++++ Data for this exercise ++++
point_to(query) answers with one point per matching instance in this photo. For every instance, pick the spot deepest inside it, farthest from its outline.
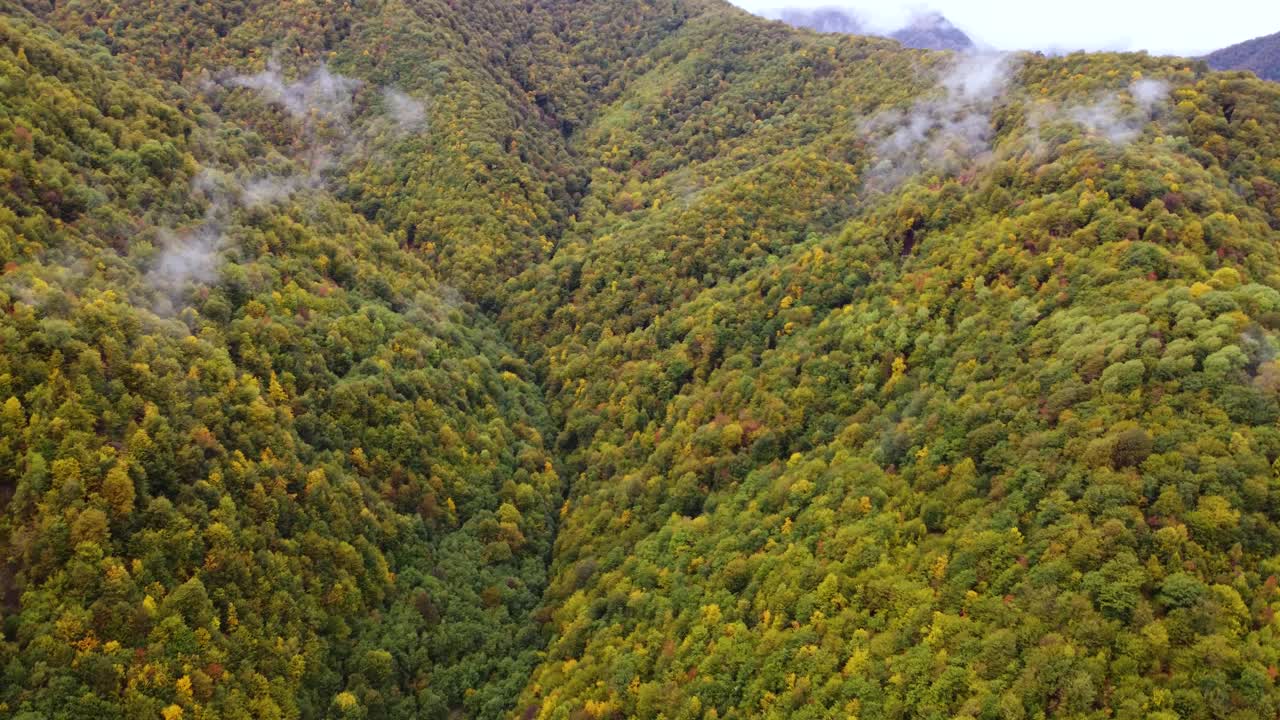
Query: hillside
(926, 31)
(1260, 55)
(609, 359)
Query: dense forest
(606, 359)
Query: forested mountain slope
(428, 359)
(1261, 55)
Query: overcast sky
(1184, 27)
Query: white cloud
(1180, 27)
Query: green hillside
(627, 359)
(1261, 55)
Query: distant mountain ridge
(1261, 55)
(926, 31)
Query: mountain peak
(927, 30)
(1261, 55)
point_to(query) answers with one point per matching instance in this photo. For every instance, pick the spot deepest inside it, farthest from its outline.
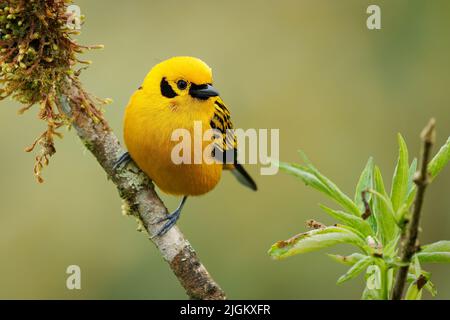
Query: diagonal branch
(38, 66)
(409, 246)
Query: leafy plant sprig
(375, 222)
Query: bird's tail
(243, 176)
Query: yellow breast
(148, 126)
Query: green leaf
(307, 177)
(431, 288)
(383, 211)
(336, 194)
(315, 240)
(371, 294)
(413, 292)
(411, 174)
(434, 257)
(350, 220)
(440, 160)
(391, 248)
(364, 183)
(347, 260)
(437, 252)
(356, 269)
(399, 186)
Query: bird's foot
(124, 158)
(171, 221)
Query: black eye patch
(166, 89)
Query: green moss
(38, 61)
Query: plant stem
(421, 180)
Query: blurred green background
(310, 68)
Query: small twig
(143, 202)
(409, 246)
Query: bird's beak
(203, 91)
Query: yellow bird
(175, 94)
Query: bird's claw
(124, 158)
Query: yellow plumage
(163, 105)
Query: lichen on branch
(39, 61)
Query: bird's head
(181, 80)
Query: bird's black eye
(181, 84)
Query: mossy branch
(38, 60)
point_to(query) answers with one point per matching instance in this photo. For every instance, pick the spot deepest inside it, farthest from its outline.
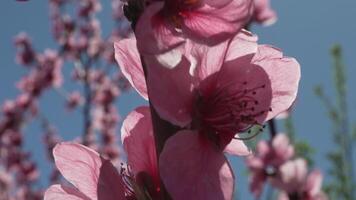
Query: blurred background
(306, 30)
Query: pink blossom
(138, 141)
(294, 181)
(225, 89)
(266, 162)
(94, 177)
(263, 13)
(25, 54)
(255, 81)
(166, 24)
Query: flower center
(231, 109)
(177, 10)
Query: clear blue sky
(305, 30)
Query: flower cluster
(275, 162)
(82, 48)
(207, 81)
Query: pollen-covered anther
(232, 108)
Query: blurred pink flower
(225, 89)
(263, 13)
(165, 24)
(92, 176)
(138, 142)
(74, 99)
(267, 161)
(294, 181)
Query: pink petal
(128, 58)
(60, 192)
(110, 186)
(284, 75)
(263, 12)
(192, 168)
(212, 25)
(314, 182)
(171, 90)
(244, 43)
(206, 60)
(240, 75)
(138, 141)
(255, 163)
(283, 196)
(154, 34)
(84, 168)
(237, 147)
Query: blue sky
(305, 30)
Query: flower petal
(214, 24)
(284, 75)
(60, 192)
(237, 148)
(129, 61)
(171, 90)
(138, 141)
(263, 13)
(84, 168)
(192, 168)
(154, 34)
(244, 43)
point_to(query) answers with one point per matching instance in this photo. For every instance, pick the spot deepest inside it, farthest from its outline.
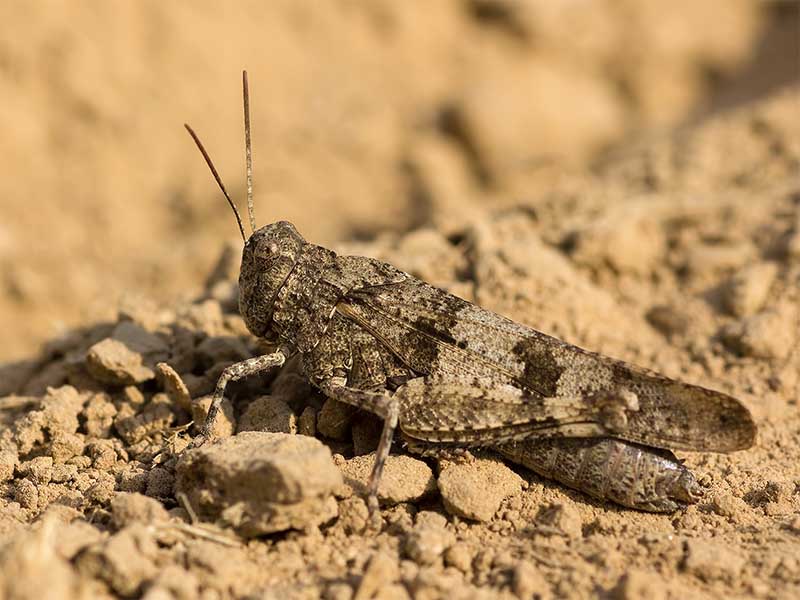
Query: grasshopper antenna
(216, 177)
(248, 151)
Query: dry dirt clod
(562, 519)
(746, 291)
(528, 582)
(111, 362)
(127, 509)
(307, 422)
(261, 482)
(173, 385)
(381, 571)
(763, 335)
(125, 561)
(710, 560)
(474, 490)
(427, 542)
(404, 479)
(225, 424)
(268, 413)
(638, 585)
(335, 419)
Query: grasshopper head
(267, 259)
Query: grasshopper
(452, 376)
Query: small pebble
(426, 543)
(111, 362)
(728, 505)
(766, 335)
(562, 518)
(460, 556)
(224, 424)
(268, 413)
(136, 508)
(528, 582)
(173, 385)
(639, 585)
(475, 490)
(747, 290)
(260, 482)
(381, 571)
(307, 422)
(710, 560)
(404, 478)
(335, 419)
++++
What you will do
Reproduce each entry above word for word. Pictures are not part of the copy.

Answer to this task
point_to(query) answers with one point per matching instance in this photo. For every instance, pick the spot deepest inside it, farthest from its outline.
Query: hillside
(926, 31)
(1260, 55)
(609, 359)
Query: dense forest
(606, 359)
Query: forested mountain slope
(428, 359)
(1261, 55)
Query: overcast sky
(1184, 27)
Query: white cloud
(1180, 27)
Query: green hillside
(627, 359)
(1261, 55)
Query: distant mountain ridge
(1261, 55)
(926, 31)
Query: mountain peak
(927, 30)
(1261, 55)
point_to(query) answers with one point per matching instance in this photo. For every instance, pick the spot deepest inside it, farthest from its outline.
Query: diagonal branch
(38, 66)
(409, 246)
Query: leafy plant sprig
(375, 222)
Query: bird's tail
(243, 176)
Query: yellow breast
(148, 126)
Query: green leaf
(307, 177)
(431, 288)
(383, 211)
(336, 194)
(315, 240)
(371, 294)
(413, 292)
(411, 174)
(434, 257)
(350, 220)
(440, 160)
(391, 248)
(364, 183)
(347, 260)
(437, 252)
(356, 269)
(399, 186)
Query: bird's foot
(124, 158)
(171, 221)
Query: black eye patch
(166, 89)
Query: green moss
(38, 61)
Query: plant stem
(421, 180)
Query: blurred green background
(310, 68)
Query: small twig
(143, 202)
(409, 246)
Query: bird's beak
(203, 91)
Query: yellow bird
(175, 94)
Query: bird's claw
(124, 158)
Query: yellow plumage
(163, 105)
Query: lichen on branch
(39, 61)
Query: bird's head
(181, 80)
Query: bird's black eye
(181, 84)
Query: mossy branch
(38, 60)
point_to(query) answers with one point per matching instance in this photo. For every instance, pick the spot deepest inside it, farthest from its outline.
Query: blurred background
(306, 30)
Query: pink blossom
(138, 141)
(294, 181)
(225, 89)
(266, 162)
(94, 177)
(263, 13)
(25, 54)
(255, 81)
(166, 24)
Query: flower center
(231, 109)
(177, 10)
Query: clear blue sky
(305, 30)
Query: flower cluster
(275, 162)
(82, 48)
(207, 81)
Query: pollen-covered anther
(232, 108)
Query: blurred pink flower
(225, 89)
(263, 13)
(165, 24)
(92, 176)
(138, 142)
(74, 99)
(267, 161)
(294, 181)
Query: pink petal
(128, 58)
(60, 192)
(110, 186)
(284, 75)
(263, 12)
(192, 168)
(212, 25)
(314, 182)
(171, 90)
(244, 43)
(206, 60)
(240, 75)
(138, 141)
(255, 163)
(283, 196)
(154, 34)
(84, 168)
(237, 147)
Query: blue sky
(305, 30)
Query: flower petal
(214, 24)
(284, 75)
(60, 192)
(237, 148)
(129, 61)
(171, 90)
(138, 141)
(263, 13)
(84, 168)
(192, 168)
(154, 34)
(244, 43)
point_to(query) answers with one point per matching instance in this photo. For every instance, pick the spot deepest inside it, farthest from its outline.
Query: grasshopper antenna
(216, 177)
(248, 151)
Query: dry dirt clod
(562, 519)
(746, 291)
(528, 582)
(111, 362)
(127, 509)
(307, 422)
(261, 482)
(173, 385)
(381, 571)
(763, 335)
(125, 561)
(710, 560)
(474, 490)
(427, 542)
(404, 479)
(225, 424)
(268, 413)
(638, 585)
(335, 419)
Query: grasshopper head
(267, 259)
Query: grasshopper
(452, 376)
Query: small pebble
(426, 543)
(111, 362)
(728, 505)
(766, 335)
(562, 518)
(460, 556)
(224, 424)
(268, 413)
(136, 508)
(528, 582)
(173, 385)
(639, 585)
(475, 490)
(747, 290)
(260, 482)
(381, 571)
(307, 422)
(710, 560)
(404, 478)
(335, 419)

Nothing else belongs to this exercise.